- [Data extract]

※

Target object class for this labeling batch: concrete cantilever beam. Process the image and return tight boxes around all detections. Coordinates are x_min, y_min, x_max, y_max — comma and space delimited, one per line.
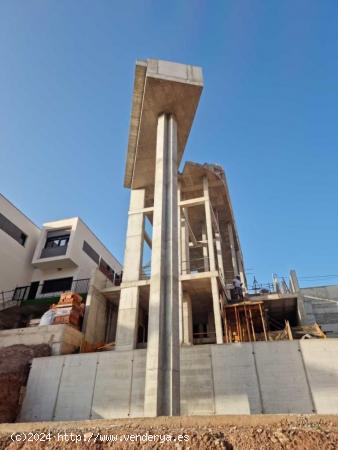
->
124, 59, 203, 189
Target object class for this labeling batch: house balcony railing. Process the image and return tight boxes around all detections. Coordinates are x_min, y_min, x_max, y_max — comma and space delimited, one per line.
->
0, 278, 90, 310
40, 245, 68, 258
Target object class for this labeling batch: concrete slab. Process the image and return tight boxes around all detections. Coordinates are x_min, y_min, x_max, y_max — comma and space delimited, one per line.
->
253, 341, 313, 414
211, 344, 262, 414
53, 353, 98, 420
91, 350, 134, 419
300, 339, 338, 414
181, 345, 215, 416
18, 356, 64, 422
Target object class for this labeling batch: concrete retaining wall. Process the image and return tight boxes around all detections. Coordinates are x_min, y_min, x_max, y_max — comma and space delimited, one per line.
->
0, 324, 83, 355
20, 339, 338, 421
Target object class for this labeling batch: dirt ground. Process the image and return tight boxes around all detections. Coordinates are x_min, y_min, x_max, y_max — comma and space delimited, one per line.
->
0, 415, 338, 450
0, 344, 50, 423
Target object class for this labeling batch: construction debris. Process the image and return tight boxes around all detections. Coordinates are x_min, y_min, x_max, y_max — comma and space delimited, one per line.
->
53, 292, 84, 329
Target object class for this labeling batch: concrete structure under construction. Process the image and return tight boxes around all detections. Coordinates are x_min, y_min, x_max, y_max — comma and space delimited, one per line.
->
15, 60, 338, 421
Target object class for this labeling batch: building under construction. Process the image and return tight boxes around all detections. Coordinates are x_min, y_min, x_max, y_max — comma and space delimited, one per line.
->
1, 60, 338, 421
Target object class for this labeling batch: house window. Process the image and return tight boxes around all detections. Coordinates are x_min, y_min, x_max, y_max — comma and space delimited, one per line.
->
99, 258, 115, 282
41, 277, 73, 294
45, 234, 69, 248
82, 241, 100, 264
0, 214, 27, 247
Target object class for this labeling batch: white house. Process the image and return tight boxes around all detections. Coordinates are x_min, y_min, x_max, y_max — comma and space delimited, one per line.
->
0, 195, 122, 308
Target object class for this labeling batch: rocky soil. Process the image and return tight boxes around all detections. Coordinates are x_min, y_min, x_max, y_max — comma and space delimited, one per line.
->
0, 415, 338, 450
0, 344, 50, 423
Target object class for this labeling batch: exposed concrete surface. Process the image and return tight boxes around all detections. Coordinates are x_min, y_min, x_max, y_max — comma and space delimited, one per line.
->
0, 415, 338, 450
20, 339, 338, 421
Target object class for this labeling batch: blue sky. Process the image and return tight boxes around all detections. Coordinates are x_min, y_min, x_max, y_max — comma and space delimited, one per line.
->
0, 0, 338, 285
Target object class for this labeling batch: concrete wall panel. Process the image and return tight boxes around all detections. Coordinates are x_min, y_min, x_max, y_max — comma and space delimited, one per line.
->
253, 341, 313, 414
20, 339, 338, 421
92, 351, 133, 419
300, 339, 338, 414
181, 345, 215, 415
19, 356, 64, 422
54, 353, 98, 420
211, 344, 262, 414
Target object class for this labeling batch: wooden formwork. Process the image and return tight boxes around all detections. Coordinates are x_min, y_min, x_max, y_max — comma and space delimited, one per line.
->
223, 302, 268, 343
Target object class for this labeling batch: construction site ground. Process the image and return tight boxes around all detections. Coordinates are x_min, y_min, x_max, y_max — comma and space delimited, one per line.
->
0, 415, 338, 450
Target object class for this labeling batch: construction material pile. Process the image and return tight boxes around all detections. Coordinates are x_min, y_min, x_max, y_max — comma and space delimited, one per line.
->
0, 344, 50, 422
53, 292, 83, 330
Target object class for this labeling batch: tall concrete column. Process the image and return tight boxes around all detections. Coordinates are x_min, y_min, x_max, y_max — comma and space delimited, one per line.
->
203, 177, 223, 344
144, 114, 180, 417
115, 189, 145, 350
182, 292, 193, 345
202, 224, 209, 272
181, 210, 190, 274
177, 181, 183, 345
237, 250, 247, 292
215, 231, 225, 280
228, 222, 239, 276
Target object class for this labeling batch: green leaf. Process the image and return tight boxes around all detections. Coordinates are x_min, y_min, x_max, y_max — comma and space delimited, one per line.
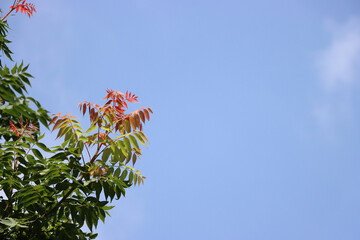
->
36, 142, 52, 152
101, 148, 112, 162
85, 125, 97, 135
134, 133, 146, 147
31, 148, 44, 159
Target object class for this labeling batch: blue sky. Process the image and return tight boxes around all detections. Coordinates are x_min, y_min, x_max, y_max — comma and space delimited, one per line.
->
0, 0, 360, 240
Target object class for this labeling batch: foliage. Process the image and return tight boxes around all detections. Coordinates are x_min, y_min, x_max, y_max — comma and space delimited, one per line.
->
0, 1, 152, 239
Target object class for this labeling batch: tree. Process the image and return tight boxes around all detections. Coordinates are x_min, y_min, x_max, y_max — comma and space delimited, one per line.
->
0, 0, 152, 239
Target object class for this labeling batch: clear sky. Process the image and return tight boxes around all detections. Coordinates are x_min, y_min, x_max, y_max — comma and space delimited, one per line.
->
0, 0, 360, 240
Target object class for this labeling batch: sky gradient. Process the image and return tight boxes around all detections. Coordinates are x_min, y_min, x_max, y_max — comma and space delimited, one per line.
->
0, 0, 360, 240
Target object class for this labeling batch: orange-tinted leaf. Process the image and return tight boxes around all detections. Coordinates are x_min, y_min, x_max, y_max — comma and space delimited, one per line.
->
132, 154, 137, 166
139, 111, 145, 123
49, 116, 59, 125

※

- [Written task] Copy every entry above word for word, leaving out the pictures.

- [Response]
Target object class for this labeling batch: concrete cantilever beam. Process the image and return tight boxes around all detections. Coordinates are x_min, y_min, x_max, y_max — comma and space delimited, one per line.
->
124, 59, 203, 189
Target object class for this labeling batch: house balcony railing. Process the image and return tight boxes around all detections. Coordinates are x_min, y_min, x_max, y_max — comma and space delimited, one per line.
->
0, 278, 90, 310
40, 245, 68, 258
Target object class for this labeling batch: concrete slab. Process the image and return tight boxes around all detections. Coordinates are x_min, y_min, x_max, y_max — comma and space delimited, one per line.
->
253, 341, 313, 414
211, 344, 262, 414
53, 353, 98, 420
91, 350, 134, 419
300, 339, 338, 414
181, 345, 215, 416
18, 356, 64, 422
Target object class for this labeling batch: concrete retaining wall. Process the image and return tight boxes around all detections. Coordinates are x_min, y_min, x_max, y_max — comma and space delimited, one per line.
->
0, 324, 83, 355
20, 339, 338, 421
Target object class for this labeling batch: dirt ground. Process the image and return tight boxes around all detections. Coordinates are x_min, y_min, x_max, y_max — comma and space delimited, one per line.
->
0, 415, 338, 450
0, 344, 50, 423
Target object class for this labeling batch: construction debris. Process the image and return tight boxes around all detections. Coordinates are x_min, y_min, x_max, y_max — comma and space delimited, one per line.
->
53, 292, 84, 329
Target object class for this labeling batch: concrete structure under construction. Process the image and return tight boxes around all detections. Coordinates are x_min, y_min, x_max, y_max — comma and space delimited, one per line.
->
15, 60, 338, 421
Target object class for this labeling batch: building under construction. Process the image and return tight boxes around all detections. Coordinates are x_min, y_min, x_max, y_max — comma and space delimited, one per line.
->
1, 60, 338, 421
Target object class for this labeling batch: house window. Process the image and return tight boxes around all detections. Coordinates are x_min, y_min, x_max, y_max — comma and space delimited, one per line.
->
99, 258, 115, 282
41, 277, 73, 294
45, 234, 69, 248
82, 241, 100, 264
0, 214, 27, 247
Target object class for this labeling batch: white house. Process the image and return tight boxes around all detections. Coordinates are x_min, y_min, x_max, y_max — comma and space delimited, one per line.
->
0, 195, 122, 308
Target object class for this labeling batch: rocky soil. Process the image and return tight boxes around all detections. Coordinates are x_min, y_min, x_max, y_max — comma and space delimited, one per line.
->
0, 415, 338, 450
0, 344, 50, 423
Target object class for this labeling batch: exposed concrete surface. Process the image and return tight boxes around all detections. Coordinates are x_min, y_min, x_max, y_max — comma and space delimited, one per line.
->
0, 415, 338, 450
20, 339, 338, 421
Target object class for this labeling batch: blue sky. Process the image and return tight boxes around all detections. Coordinates are x_min, y_min, x_max, y_max — comma and space delimited, one per line.
->
0, 0, 338, 285
Target object class for this labeling batch: concrete wall panel. Process the image and return tight boxes around all detections. Coordinates are x_min, y_min, x_max, y_max — comma and space delimited, one per line.
->
253, 341, 313, 414
20, 339, 338, 421
92, 351, 133, 419
300, 339, 338, 414
181, 345, 215, 415
19, 356, 64, 422
54, 353, 98, 420
211, 344, 262, 414
Target object class for this labeling batch: wooden formwork. Process the image and return tight boxes around all detections. Coordinates are x_min, y_min, x_max, y_max — comma and space delimited, one per line.
->
223, 302, 268, 343
Target object class for this labeling batch: construction site ground. Process the image and return tight boxes around all detections. Coordinates are x_min, y_min, x_max, y_max — comma and space delimited, one per line.
->
0, 415, 338, 450
Target object class for this labeling batch: construction material pile. Process the image and return tight boxes around all detections. Coordinates are x_min, y_min, x_max, y_max — comma and space delimited, one per line.
->
0, 344, 50, 422
53, 292, 83, 330
Target object class for this labeling batch: tall concrete column. Process the image and return tight boxes around all detections. Coordinates are x_min, y_min, x_max, y_max — comma and space delimited, one per line.
->
203, 177, 223, 344
144, 114, 180, 417
115, 189, 145, 350
182, 292, 193, 345
202, 224, 209, 272
181, 210, 190, 274
177, 181, 183, 345
237, 250, 247, 292
215, 231, 225, 280
228, 222, 239, 276
Target object class for this labeling batch: green leaf. Process the image and return tight boxes around all detections. Coordinates are x_min, y_min, x_max, y_max — comma and space delimited, one per line.
->
36, 142, 52, 152
101, 148, 112, 162
85, 125, 97, 135
134, 133, 146, 147
31, 148, 44, 159
Target object class for this labeling batch: blue sky. Process the image and return tight boxes around all detections. Coordinates are x_min, y_min, x_max, y_max — comma and space delimited, one per line.
->
0, 0, 360, 240
Target object class for this labeling batch: foliage. Process the image and return tight boxes around all detections. Coordinates are x_min, y_min, x_max, y_max — comma and space delimited, one per line.
->
0, 1, 152, 239
Target object class for this labeling batch: tree. Process the image and return tight boxes around all detections. Coordinates are x_min, y_min, x_max, y_max — comma and space delimited, one per line.
->
0, 0, 152, 239
Target object class for this labeling batch: clear sky. Process the image and return tight boxes around all detections. Coordinates are x_min, y_min, x_max, y_max — comma and space delimited, one per line.
->
0, 0, 360, 240
Target object class for this labeling batch: sky gradient. Process the image and return tight boxes around all detections. Coordinates are x_min, y_min, x_max, y_max — comma and space delimited, one per line.
->
0, 0, 360, 240
Target object class for this labeling batch: orange-tinted leaf. Process the image and return tight boxes around all detections. Coordinates are x_min, y_min, x_max, y_max — comma and space delimited, one per line.
->
132, 154, 137, 166
139, 111, 145, 123
49, 116, 59, 125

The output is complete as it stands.